- Task instructions:
Print the listing, unaltered, from its first line through the line that contains "[[34, 242], [567, 149]]", including both of these lines.

- Data entries:

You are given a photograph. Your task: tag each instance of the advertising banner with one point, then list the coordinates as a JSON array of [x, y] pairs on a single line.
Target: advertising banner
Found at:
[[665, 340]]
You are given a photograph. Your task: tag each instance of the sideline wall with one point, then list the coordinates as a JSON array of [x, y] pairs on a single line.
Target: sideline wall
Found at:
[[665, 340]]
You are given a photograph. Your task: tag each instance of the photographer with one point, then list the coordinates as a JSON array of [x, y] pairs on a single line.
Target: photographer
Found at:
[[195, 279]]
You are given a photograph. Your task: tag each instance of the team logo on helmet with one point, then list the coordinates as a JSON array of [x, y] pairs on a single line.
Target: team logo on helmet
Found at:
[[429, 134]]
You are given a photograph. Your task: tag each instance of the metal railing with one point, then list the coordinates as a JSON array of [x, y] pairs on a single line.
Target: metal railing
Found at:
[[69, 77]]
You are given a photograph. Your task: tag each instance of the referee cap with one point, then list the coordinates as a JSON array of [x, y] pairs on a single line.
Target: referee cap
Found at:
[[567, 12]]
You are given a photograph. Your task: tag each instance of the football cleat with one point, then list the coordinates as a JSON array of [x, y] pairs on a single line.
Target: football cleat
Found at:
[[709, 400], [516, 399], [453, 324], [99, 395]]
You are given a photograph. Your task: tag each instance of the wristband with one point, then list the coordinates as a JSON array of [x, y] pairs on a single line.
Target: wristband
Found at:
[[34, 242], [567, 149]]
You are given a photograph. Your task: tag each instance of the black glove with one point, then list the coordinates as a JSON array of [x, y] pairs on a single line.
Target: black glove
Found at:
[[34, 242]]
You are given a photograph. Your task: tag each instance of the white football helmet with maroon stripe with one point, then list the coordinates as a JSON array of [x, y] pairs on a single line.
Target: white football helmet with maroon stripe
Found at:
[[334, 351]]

- In response:
You are given a photograph. Your task: tag each instance of the advertising banner with one point, then list the coordinates as a JSON array of [x, y] pairs on a single line.
Target: advertising banner
Found at:
[[665, 340]]
You are given a photograph. Your task: tag each instance of the sideline wall with one point, then list the coordinates as a JSON array of [x, y] pairs on a single line.
Target: sideline wall
Found at:
[[665, 340]]
You are given a photograph. Your task: tag each instance of the photographer with one point, then list the coordinates as a JSON array of [x, y] pairs on a single line.
Target: photographer
Found at:
[[195, 279]]
You are given a photograph. Your task: tag each instance of the team logo on helmet with one point, then list the coordinates as a JSON array of [x, y] pairs on a single line.
Target: team logo on helmet
Found at:
[[429, 134]]
You are given a photograph. Your task: tag each instance of the metal railing with one point, then list the coordinates as a JSON array of [x, y] pairs on a single line.
Target: metal railing
Found at:
[[69, 77]]
You are given a photograph. Your task: tag each instance of the referee cap with one point, then list the coordinates as a JSON array of [x, y] pairs on a single line.
Target: referee cap
Found at:
[[567, 12]]
You are given a photograph. Your task: tag each instance of the football cleat with one point, then list the coordinates as a JSON array of [x, y] pairs on a single line.
Target: football cleat
Found at:
[[709, 400], [516, 399], [453, 324], [99, 395]]
You are given a photograph. Your task: tag each instance of the wristband with one point, then list the coordinates as a JSON array of [x, y] pairs on a single line.
Target: wristband
Found at:
[[34, 242], [567, 149]]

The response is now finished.